*RECORDS FOR THE EXERCISE*:
+++++
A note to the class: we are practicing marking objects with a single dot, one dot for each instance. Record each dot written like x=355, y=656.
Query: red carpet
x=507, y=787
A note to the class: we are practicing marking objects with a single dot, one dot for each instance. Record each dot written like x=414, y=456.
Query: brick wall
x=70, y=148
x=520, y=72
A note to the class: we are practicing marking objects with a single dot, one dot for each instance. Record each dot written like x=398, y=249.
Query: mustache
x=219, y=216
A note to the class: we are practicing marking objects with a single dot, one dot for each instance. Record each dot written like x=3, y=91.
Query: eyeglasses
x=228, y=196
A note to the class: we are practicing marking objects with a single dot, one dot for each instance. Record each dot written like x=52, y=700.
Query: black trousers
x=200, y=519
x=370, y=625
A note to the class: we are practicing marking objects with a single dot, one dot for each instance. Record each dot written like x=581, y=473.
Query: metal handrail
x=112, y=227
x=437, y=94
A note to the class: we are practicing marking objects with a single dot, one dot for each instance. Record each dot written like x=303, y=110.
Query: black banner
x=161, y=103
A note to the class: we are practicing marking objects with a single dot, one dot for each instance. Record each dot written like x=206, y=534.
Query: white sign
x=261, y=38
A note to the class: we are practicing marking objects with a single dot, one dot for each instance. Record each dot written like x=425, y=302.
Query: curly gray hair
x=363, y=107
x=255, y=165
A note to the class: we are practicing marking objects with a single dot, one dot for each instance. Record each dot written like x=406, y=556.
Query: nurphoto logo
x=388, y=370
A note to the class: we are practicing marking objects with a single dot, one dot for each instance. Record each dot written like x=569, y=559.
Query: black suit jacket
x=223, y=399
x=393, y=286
+++++
Rewrite every line, beginning at the line that has "like x=425, y=302." and stopping after the last line of the rows. Shift each x and y value in the answer points by -63, and leave all other lines, including the sample coordinates in the notes, unchanged.

A note to the class: we are practicing marking objects with a single dot, one dot for each instance. Record each dot written like x=425, y=302.
Query: curly gray hair
x=300, y=44
x=192, y=102
A note to the class: we are practicing marking objects with a single dot, one dot for each instance. Record each dot written like x=406, y=556.
Query: nurphoto logo
x=325, y=307
A note to the class: we are practicing marking objects with a single dot, one dot for each instance. Record each dot written like x=569, y=559.
Query: black suit jacket
x=160, y=336
x=330, y=223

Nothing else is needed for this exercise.